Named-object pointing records
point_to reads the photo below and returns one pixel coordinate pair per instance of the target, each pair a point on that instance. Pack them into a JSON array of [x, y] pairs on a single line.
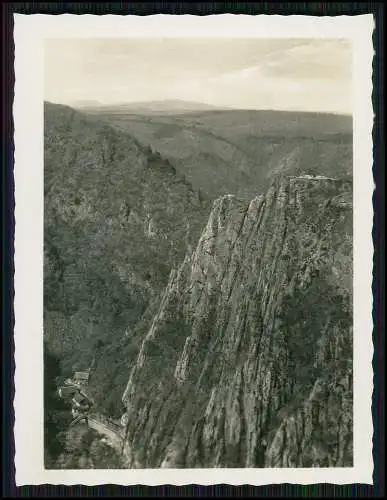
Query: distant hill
[[168, 106]]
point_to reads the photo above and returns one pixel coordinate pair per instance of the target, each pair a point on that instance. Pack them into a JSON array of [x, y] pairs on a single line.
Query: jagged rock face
[[248, 362]]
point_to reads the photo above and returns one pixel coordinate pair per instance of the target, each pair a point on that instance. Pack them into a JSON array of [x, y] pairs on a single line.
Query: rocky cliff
[[248, 361]]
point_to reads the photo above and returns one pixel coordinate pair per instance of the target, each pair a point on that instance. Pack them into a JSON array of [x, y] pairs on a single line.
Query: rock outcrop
[[248, 361], [117, 218]]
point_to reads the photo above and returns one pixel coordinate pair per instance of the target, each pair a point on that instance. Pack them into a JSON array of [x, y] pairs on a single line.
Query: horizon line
[[209, 106]]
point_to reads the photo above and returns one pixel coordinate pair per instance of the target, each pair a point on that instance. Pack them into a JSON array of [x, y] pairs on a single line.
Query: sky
[[256, 73]]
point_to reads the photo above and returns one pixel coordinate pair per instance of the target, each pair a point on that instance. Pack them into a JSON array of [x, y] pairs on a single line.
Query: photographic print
[[198, 252]]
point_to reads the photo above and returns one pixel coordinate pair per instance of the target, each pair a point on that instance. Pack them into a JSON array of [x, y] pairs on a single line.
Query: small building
[[124, 419], [67, 391], [81, 378]]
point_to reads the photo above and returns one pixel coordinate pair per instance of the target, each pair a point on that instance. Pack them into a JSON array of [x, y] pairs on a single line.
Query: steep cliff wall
[[248, 362], [116, 219]]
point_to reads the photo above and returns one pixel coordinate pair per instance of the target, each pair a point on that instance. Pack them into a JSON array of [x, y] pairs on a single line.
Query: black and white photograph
[[198, 252]]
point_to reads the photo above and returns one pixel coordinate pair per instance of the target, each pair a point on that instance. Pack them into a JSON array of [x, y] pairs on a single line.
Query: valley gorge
[[248, 360], [220, 326]]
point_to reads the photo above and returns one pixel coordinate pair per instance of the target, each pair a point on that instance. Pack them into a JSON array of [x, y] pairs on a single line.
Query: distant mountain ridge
[[117, 217], [162, 106]]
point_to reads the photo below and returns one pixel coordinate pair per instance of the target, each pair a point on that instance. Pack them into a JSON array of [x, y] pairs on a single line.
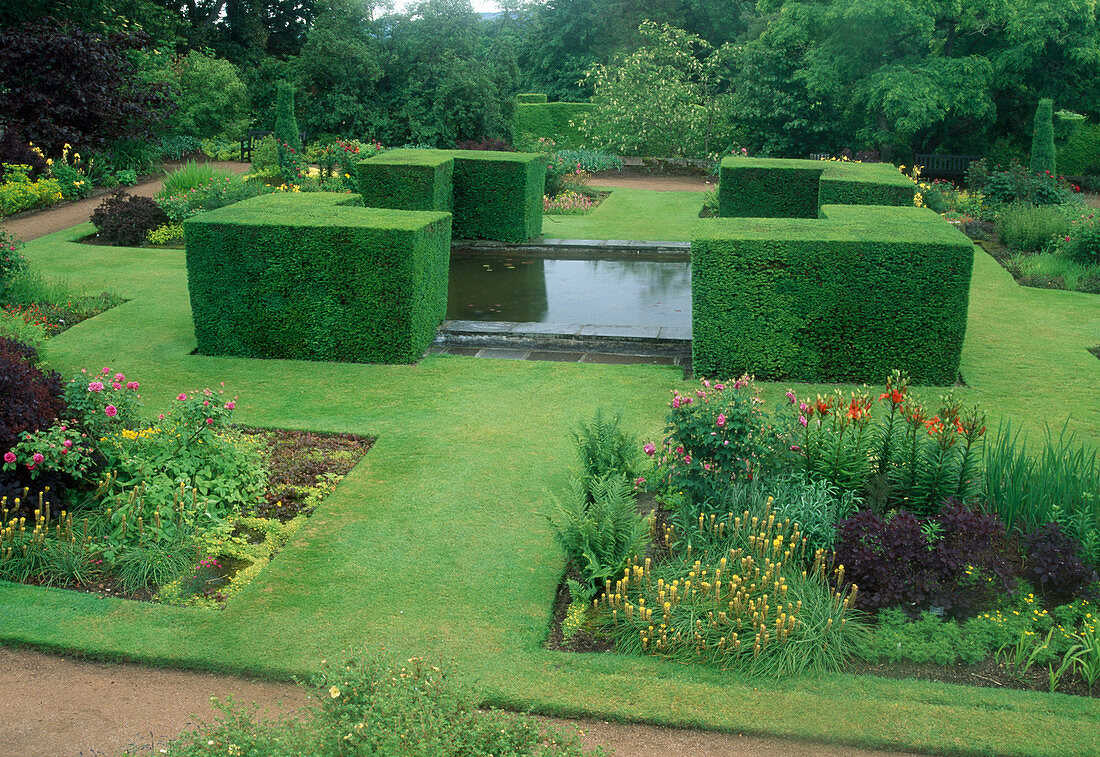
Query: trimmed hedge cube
[[865, 184], [407, 179], [496, 195], [847, 297], [785, 188], [315, 277]]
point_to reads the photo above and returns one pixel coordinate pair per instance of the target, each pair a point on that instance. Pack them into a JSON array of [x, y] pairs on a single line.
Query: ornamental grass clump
[[738, 591]]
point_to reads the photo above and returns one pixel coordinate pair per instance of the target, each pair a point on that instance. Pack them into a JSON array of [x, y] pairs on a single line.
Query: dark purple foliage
[[1054, 566], [957, 560], [125, 219], [31, 401], [64, 85], [14, 151]]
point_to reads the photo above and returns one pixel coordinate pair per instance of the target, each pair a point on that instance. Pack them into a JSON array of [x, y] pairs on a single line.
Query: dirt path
[[64, 706], [59, 706], [614, 178], [48, 220]]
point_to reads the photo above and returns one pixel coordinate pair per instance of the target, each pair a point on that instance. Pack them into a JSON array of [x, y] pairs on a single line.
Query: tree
[[666, 98], [63, 85]]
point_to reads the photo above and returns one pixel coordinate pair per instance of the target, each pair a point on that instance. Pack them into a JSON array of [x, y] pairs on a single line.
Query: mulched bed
[[988, 673], [298, 462], [57, 318]]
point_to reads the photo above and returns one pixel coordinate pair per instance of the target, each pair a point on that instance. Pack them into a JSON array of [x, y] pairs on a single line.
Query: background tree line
[[780, 77]]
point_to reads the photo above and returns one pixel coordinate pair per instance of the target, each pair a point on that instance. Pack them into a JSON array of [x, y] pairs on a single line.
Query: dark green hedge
[[312, 277], [1080, 154], [847, 297], [496, 195], [787, 188], [407, 179], [865, 184], [558, 121]]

- _PROBLEM DETAILS_
Render all of the rows above as a numbered list, skipping any blank lines. Leave the pictures out of your answer.

- _WRITTEN RESPONSE_
1. point_to reads the photo below and returns one pixel coordinate pair per instance of the target, each pair a point on that instance. Pack them into a JSON array of [x, y] pairs on a single line.
2. Query: distant hill
3. [[168, 106]]
4. point_to reads the photo above and returns one pixel coordinate pair per instance of the target, each pair a point on that instance. Pack them into a JSON array of [x, y] pairs on a single line.
5. Query: jagged rock face
6. [[248, 362]]
7. point_to reads the photo above and returns one pixel coordinate pair per instance of the target, each pair a point on that instance. Pack them into a JSON array of [x, y] pairs on a single line.
8. Query: rocky cliff
9. [[248, 361]]
10. point_to reads the photo above and returns one pixel coordinate pair per instance of the target, each pair a point on that instance. Pack them into a JSON array of [x, y] pairs on a single line.
11. Query: rock outcrop
12. [[248, 361], [117, 218]]
13. point_to reads the photo above and returns one pixel coordinate pair per instance of the target, each pair a point on that instance. Pack them into a JSON array of [x, y] pairs on a single line.
14. Query: horizon line
15. [[209, 106]]
16. point_to reads the photo above and returns one pixel coordinate pair per instance of the target, each pair a point on that instance. Pack them into a JSON array of [x, y] pairs on a single line.
17. Query: sky
18. [[256, 73]]
19. point_to reads the photo above and returns one pixel coordinate pair per instance of the target, each pair a point on that instance. Pack them into a JSON array of [x, y] pairs on a single line.
20. Query: photographic print
21. [[198, 252]]
22. point_to reads the photo above and returns one pixel coordinate pair per instance of the target, each pair a point on that instance. Pack them into a JSON array of [x, y] pairs on a single line.
23. Query: small building
24. [[124, 419], [67, 391], [81, 378]]
25. point_to reads the photo above and returns one pixel coordinate pair per instance of the target, each pair a point on that instance. Pack them into a JSON array of [x, y] pairs on a single line.
26. Query: steep cliff wall
27. [[248, 362], [116, 219]]
28. point_to reads the photo above and returns one pixel coordinate pair per instance of the target, each pair a point on that instance. Pack them into a JSON array of [x, y] pairs on a single line.
29. Query: black and white photograph
30. [[198, 252]]
31. point_to reads the photo above and returns one pixel coordinate pair per instance of the target, each pair a point on that instance. Pack them into a JSON array of [x, y] pairs on a single line.
32. Query: valley gorge
33. [[248, 360], [220, 326]]
34. point_to reads the photo above and returns one pixel coordinate pair per instance of the target, each pair a point on that instance. Pack them into a JSON array of [x, y] pairs on a single line.
35. Query: distant mountain ridge
36. [[117, 217], [162, 106]]
37. point_to reads the photo below and returns one pixel coordinate pair per instance of the target, each pair a point on that instance. Pack them into a JSON array of [x, y] pairs on a single line.
38. Query: trimmed hedge cube
39. [[865, 184], [407, 179], [496, 195], [847, 297], [785, 188], [315, 277]]
40. point_to reads the photo above and returns one pixel coordinate pair per instance of the target, each pair a point on that instance. Pack them into a JSON array of [x, y] pairs on a single line.
41. Query: ornamental grass clump
42. [[738, 591]]
43. point_to reads the photo above and returns one pixel coordinate pair per instance of the target, each pair a point on that instance. Pack them into a JSON array of [x, y] pairs on a single line.
44. Query: dark purple foliage
45. [[1054, 566], [957, 560], [125, 219], [31, 401], [64, 85], [14, 151]]
46. point_to reads the photo above and returns one pixel coordinate pair per instance of the target, each pair a point on that instance. Pack them into a JSON array of [x, y] pairs on a single line.
47. Query: dirt path
48. [[64, 706], [59, 706], [614, 178], [48, 220]]
49. point_to reads the photo above and returns one pixel coordinate pair per instance of the target, each pair a point on that instance. Pack them into a JSON array of [x, y] pairs on a single line.
50. Query: tree
51. [[666, 98], [63, 85]]
52. point_to reads the photo above and returns one pixel coordinate pair per instance of the target, each pair a point on that instance. Pack them into a JSON array of [x, y] pairs on a single line.
53. Query: mulched bed
54. [[988, 673], [298, 462], [57, 318]]
55. point_to reads the photo above and returns one pixel coordinate pair per instance of the target, each pair a point on that instance. Pack them into a JSON array of [x, y] pairs on a single line.
56. Query: background tree line
57. [[780, 77]]
58. point_to reads the photo above and returns one pixel coordinate pair per instance of the target, each pair a point on that instance. Pack them into a JSON array of [x, y] pairs on a single line.
59. Query: dark green hedge
60. [[312, 277], [1080, 154], [847, 297], [496, 195], [787, 188], [407, 179], [865, 184], [558, 121]]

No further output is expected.